__Aim__: Give back the listing below word for word, but leave the pictures out.

__Entries shown__:
- - - - -

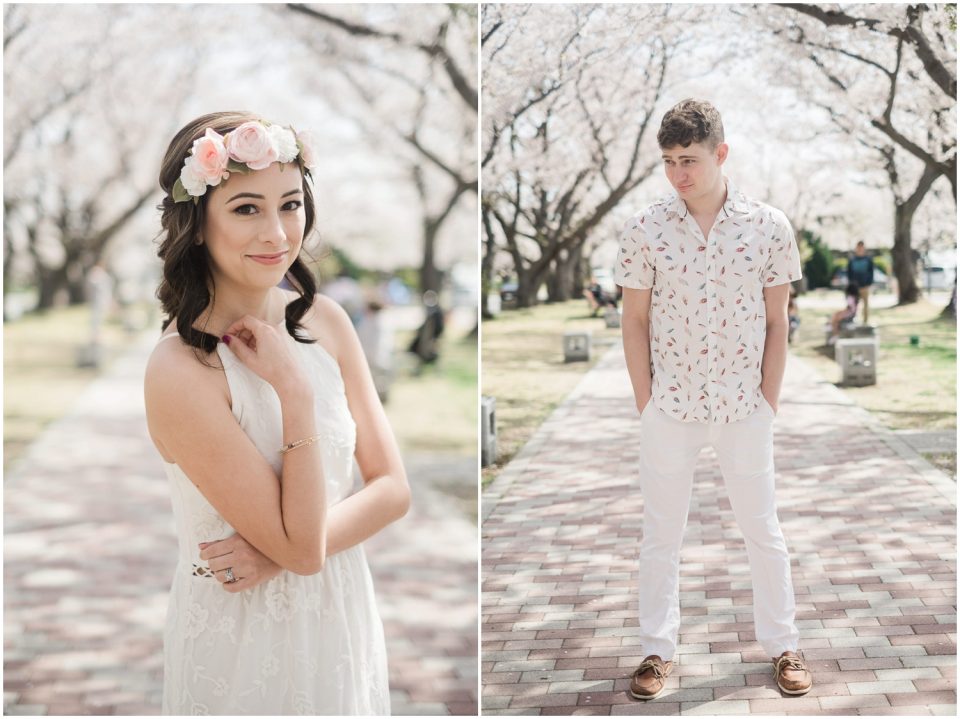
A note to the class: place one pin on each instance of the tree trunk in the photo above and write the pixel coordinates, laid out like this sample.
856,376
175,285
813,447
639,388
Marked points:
429,276
904,263
528,284
581,272
904,266
50,283
486,265
562,280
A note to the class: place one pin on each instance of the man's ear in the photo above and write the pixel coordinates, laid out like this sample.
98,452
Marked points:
722,150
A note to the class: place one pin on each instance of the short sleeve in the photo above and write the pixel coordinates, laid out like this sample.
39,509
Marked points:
633,269
783,262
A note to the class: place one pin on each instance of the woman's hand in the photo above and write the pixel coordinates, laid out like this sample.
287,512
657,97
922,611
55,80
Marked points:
250,567
263,349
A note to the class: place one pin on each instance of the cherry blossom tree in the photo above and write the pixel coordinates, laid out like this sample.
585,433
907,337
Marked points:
406,76
886,76
80,161
569,94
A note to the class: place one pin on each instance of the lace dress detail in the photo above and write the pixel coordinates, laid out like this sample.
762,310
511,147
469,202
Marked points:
296,644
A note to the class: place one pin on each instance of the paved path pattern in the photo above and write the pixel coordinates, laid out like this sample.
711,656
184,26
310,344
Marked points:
89,547
869,523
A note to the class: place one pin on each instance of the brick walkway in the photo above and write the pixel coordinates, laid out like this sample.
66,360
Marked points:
88,558
870,526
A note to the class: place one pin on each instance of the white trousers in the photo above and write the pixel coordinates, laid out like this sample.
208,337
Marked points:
668,457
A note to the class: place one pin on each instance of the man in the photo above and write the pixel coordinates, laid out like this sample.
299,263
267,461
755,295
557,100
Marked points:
706,276
860,273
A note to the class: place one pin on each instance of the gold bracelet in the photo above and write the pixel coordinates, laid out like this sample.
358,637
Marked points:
299,443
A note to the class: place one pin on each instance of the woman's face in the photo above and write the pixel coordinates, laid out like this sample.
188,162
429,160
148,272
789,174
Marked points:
254,226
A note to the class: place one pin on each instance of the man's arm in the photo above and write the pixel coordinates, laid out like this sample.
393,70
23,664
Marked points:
636,342
776,300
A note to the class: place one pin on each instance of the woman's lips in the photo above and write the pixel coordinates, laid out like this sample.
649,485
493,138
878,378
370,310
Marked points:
273,259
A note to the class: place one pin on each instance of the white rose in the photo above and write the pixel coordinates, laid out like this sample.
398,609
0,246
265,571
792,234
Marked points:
192,181
285,142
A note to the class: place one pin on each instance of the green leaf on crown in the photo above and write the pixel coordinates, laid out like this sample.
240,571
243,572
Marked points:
180,193
234,166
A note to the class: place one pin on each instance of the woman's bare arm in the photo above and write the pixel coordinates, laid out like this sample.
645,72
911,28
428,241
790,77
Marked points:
385,496
191,418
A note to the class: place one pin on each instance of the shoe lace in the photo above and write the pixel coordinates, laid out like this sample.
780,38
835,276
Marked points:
790,663
657,667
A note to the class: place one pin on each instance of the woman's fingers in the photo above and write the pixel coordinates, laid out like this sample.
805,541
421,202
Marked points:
221,563
209,550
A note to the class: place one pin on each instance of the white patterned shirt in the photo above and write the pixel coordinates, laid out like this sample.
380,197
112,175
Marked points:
707,313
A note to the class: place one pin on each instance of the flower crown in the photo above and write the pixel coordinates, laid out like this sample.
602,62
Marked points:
252,146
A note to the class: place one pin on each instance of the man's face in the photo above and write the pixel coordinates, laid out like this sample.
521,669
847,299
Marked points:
694,171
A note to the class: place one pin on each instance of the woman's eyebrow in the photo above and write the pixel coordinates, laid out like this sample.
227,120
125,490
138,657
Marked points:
255,196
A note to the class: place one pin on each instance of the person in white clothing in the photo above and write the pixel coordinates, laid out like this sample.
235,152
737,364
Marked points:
706,279
259,400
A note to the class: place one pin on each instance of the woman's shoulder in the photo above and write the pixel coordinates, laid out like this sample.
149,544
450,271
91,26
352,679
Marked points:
327,322
175,365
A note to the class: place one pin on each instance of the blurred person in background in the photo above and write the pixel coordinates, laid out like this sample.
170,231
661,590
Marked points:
860,273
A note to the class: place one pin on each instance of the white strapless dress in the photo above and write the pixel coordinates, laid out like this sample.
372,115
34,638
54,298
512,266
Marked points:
293,645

- - - - -

__Answer to the exercise__:
A note to the class: place one pin on each instance of the tree trunk in the photo above and write the pixel coordinates, laid out like this sample.
856,376
175,285
813,447
639,388
Marked points:
429,276
904,263
528,284
581,272
904,266
50,283
486,265
562,280
A note to the class: place one pin on each instance of the man's ear in the photo above and write the pixel coordinates, laid out like this sample.
98,452
Marked points:
722,150
A note to the class: place one pin on each instance of the short sleeve in the photo above and write the pixel coordinates, laid out like this sample.
39,509
Marked points:
633,269
783,262
A note to the class: place one pin on each instance of the woman's hand in the photo above and write the pixel coordinates, laid out like this sample.
287,512
657,97
922,611
55,80
Marked points:
250,567
263,349
A note to the class: place one pin on each instance of the cherry blossom tree in the photo above and write the pixel coordinates, laid out like this sample.
585,433
907,337
Marked points:
406,76
886,76
80,161
569,94
A note to the class: place one pin on each instance of the lace dress detail in the photo above and write the pixel coordinates, laid out like this sample.
762,310
511,147
469,202
Marked points:
296,644
A note to the class: place one pin on each instance of the paved path pattern in the photo above and write the pixel coordinates, laid out like this sample.
711,656
184,26
310,344
Marked points:
89,547
869,523
A note to the class: place one pin on each instance of the brick walkway in the photo above and write the pixel coordinates, laid out like this sample.
66,360
Marked points:
88,558
870,526
A note to the class: place one pin on each instance of the white trousers in the photo above and write the pixel coordinates, laid out like this sample.
208,337
Marked points:
668,457
A note to the class: place one pin on each instance of the man in the photo above and write the pixel coordinates, laid out like this sample.
299,263
267,461
755,295
557,100
Marked points:
706,276
860,273
A note to the class: place one pin on each instance of the gold bracelet in the photo above and write the pixel coordinates, laid out like this sample.
358,637
Marked points:
299,443
A note to the class: place one pin on each instance of the woman's face in the photo above and write the pixel coordinates, laid out like this sample.
188,162
429,160
148,272
789,174
Marked points:
254,226
A note to the class: place one pin on each instance of the man's arm in the photo above and write the pixel coordinates, laid out like this sample.
393,70
23,664
Marked points:
636,342
776,300
A note to the class: place one pin on each instance of the woman's lips in the photo above and write the pixel coordinates, laid out like this sample.
649,485
493,138
878,378
370,310
Marked points:
273,259
A note to the class: place one pin on each instance of the white rose in the photo above and write the pixel coordinates, laid out like this sample.
398,609
0,246
265,571
792,234
Marked points:
192,181
285,142
A note to the class: place one pin on each instance of the green leaf on crown in the photo above and write the pixel coordinates, laid out like this sample.
240,571
243,572
Marked points:
180,193
234,166
A note to the class: place one pin on each instance of the woman's bare arm in the photo above and write the pixel coordinates, laid out like this sample.
645,72
911,28
428,241
790,77
Marked points:
385,496
191,418
A note to the class: place one pin on each instance of the shoe lace in the photo above and write the pixel coordinates, laid out like this sample.
780,38
835,276
Marked points:
790,663
657,667
A note to the class: place one pin on each instance of the woman's fingers in the photo above and write the pixel coordinates, laid out like this sample.
805,541
421,202
Marked points:
221,563
209,550
A note to the class: place one pin on each instance of the white patterned shirt in the photo above and write the pixel coordinates, laid out like this sample.
380,197
112,175
Marked points:
707,313
A note to the class: place one pin on each instance of the flower crown in the photo above and write the pixel coordinates, laid out like this sample.
602,62
Marked points:
252,146
A note to the class: place one pin on each instance of the man's face in the photo above and write the pixel coordinates, laid out like this sample.
521,669
847,299
Marked points:
694,171
A note to the class: place one pin on each instance of the woman's eyebrow in the photo above and write the pixel coordinates, laid out like this sample.
227,120
125,490
138,657
Marked points:
255,196
A note to the class: place one pin on each instance of the person in white clothing in the photo above and write the pixel coordinates, laid out like this sample.
235,152
737,364
Marked points:
706,279
259,400
A note to the class: place one pin on each instance of the woman's shoulder in the photo above and write the pixel coordinates, laid out like this sample.
149,544
450,271
91,26
352,679
Marked points:
327,322
175,365
A note to the class: place one pin on each instance of the blurred person in background in the photo above and write the pixel coordinates, laid out like this sample.
170,231
661,590
Marked points:
860,273
A note to the class: place one pin on each instance of the white strapless dress in the photo above and write the pixel coordinates, laid out like this sample.
372,115
34,638
54,298
512,266
Marked points:
293,645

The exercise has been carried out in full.